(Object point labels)

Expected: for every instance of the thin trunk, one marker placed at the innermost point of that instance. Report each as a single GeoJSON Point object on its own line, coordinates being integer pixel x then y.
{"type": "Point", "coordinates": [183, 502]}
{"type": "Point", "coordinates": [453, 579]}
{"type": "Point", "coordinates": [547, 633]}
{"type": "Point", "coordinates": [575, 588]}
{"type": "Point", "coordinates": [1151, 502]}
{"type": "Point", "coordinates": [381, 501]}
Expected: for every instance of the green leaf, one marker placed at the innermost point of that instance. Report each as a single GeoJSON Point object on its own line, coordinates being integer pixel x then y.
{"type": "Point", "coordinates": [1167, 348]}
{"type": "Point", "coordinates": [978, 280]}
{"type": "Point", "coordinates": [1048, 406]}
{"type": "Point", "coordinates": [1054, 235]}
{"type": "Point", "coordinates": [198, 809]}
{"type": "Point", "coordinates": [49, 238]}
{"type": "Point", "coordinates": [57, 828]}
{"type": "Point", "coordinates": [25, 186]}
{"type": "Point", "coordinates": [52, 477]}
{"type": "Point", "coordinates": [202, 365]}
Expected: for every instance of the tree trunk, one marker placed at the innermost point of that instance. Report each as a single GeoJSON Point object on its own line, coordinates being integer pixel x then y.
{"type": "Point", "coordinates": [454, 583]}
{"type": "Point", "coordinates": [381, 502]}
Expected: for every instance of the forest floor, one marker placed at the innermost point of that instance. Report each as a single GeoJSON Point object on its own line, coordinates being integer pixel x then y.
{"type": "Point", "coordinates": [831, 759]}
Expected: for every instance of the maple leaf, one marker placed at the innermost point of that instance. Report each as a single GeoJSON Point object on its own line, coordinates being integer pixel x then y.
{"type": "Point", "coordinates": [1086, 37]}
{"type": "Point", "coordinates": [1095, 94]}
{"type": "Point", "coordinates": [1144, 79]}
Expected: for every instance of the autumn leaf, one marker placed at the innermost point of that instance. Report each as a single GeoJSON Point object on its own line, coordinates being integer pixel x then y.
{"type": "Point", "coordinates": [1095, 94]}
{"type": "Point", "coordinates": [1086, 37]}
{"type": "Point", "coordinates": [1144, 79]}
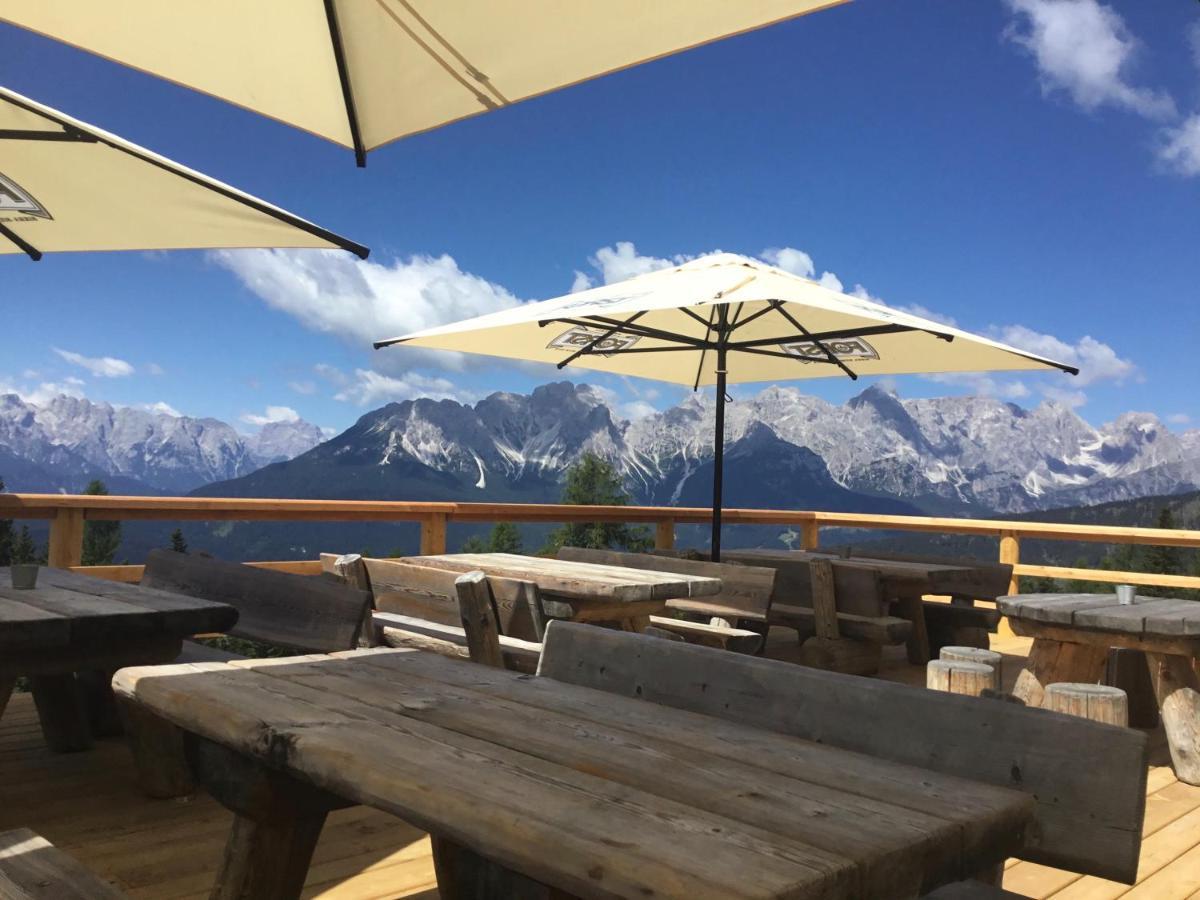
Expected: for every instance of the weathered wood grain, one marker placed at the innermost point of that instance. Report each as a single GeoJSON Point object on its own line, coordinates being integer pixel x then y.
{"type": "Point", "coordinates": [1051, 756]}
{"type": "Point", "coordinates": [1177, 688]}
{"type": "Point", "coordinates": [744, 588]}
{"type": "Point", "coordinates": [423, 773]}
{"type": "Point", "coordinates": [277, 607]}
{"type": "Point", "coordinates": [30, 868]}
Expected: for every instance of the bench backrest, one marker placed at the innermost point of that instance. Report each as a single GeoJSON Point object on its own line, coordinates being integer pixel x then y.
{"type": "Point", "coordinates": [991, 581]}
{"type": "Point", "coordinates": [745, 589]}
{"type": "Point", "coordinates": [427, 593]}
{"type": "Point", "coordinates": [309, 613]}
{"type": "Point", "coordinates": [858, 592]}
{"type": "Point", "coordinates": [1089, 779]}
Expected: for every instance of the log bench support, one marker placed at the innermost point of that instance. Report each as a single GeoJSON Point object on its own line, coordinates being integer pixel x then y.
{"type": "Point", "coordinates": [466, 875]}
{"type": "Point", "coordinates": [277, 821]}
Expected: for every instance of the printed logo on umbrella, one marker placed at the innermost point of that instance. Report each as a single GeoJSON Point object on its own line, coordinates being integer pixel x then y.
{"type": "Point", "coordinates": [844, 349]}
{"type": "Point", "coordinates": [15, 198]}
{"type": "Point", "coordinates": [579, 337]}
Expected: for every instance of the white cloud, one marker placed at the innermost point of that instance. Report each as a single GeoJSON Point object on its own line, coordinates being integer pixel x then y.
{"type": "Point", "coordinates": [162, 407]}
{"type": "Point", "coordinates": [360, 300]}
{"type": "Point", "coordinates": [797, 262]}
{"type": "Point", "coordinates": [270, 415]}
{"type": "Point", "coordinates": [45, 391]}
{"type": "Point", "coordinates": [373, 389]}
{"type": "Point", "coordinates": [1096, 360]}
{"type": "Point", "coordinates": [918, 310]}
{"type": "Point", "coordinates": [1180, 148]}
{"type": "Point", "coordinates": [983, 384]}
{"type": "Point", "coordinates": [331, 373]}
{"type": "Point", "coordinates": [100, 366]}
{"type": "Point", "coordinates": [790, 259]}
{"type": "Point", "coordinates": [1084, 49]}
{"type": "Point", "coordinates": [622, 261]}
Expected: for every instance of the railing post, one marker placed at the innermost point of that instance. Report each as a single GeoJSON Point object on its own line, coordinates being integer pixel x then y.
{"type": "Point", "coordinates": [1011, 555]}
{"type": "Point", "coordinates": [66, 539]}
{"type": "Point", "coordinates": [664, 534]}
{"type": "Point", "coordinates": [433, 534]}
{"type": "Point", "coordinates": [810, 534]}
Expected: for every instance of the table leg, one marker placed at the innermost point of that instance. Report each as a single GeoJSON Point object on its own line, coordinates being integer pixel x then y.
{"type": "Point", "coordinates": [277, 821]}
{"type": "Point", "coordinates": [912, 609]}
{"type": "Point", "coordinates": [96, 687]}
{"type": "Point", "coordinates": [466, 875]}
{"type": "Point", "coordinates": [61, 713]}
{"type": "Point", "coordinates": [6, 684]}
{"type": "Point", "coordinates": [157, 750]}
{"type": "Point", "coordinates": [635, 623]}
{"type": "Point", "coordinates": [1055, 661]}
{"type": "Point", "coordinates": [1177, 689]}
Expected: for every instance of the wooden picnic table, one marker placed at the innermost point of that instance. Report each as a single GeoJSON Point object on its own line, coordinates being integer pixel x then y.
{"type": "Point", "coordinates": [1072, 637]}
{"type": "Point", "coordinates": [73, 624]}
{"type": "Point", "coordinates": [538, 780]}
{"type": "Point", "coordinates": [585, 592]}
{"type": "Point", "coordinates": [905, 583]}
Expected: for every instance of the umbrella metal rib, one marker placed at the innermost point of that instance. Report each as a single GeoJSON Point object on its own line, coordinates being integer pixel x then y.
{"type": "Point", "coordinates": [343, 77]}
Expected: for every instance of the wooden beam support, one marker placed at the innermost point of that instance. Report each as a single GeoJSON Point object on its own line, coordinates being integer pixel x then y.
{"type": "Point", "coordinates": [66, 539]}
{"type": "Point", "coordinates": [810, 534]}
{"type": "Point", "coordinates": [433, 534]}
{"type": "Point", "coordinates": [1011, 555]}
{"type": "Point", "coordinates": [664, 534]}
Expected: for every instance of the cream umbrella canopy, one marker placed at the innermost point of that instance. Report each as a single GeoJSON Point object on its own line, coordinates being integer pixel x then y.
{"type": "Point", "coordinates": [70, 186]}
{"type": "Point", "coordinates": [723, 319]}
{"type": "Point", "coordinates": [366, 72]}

--- EXERCISE ---
Repeat exactly the lines from the one containing "Expected: for every instance of the table" through the last line of the records above, both included, and nothing else.

--- WORKED ANSWER ---
Expected: for every instance of the table leg, one marker placed at the innermost point of that instance. Report each as a single GeoJSON Point object on its own line, coordinates being integer pixel x then y.
{"type": "Point", "coordinates": [277, 821]}
{"type": "Point", "coordinates": [912, 609]}
{"type": "Point", "coordinates": [96, 687]}
{"type": "Point", "coordinates": [466, 875]}
{"type": "Point", "coordinates": [61, 713]}
{"type": "Point", "coordinates": [6, 684]}
{"type": "Point", "coordinates": [157, 750]}
{"type": "Point", "coordinates": [635, 623]}
{"type": "Point", "coordinates": [1055, 661]}
{"type": "Point", "coordinates": [1177, 689]}
Expected: for every instance of the wooden picnic table, one marker placed at the innermost point of that instance. Report each as a single GeoJSON Point object on its own line, coordinates being integer pixel x then y.
{"type": "Point", "coordinates": [1072, 637]}
{"type": "Point", "coordinates": [73, 624]}
{"type": "Point", "coordinates": [538, 780]}
{"type": "Point", "coordinates": [585, 592]}
{"type": "Point", "coordinates": [905, 583]}
Expected: for every instance of the umbrella metal rib, one marker placed at the innermost point of that instance. Report each as a single GeoJSON Point object on its own line, coordinates being integer pixel x then y.
{"type": "Point", "coordinates": [343, 77]}
Expected: for every instance of the wooden beam support, one marker placed at the innermost point of that instance. Report each as a single GeoJSON Point object on its own line, coordinates being integer pixel x then y.
{"type": "Point", "coordinates": [66, 539]}
{"type": "Point", "coordinates": [810, 534]}
{"type": "Point", "coordinates": [433, 534]}
{"type": "Point", "coordinates": [1011, 555]}
{"type": "Point", "coordinates": [664, 534]}
Expected: for every instance of the cream umbrella canopy, one marker placed at the innermost point of that instance. Report each as a single GeoJSON Point object on its own line, coordinates being integer pixel x then y.
{"type": "Point", "coordinates": [70, 186]}
{"type": "Point", "coordinates": [723, 319]}
{"type": "Point", "coordinates": [366, 72]}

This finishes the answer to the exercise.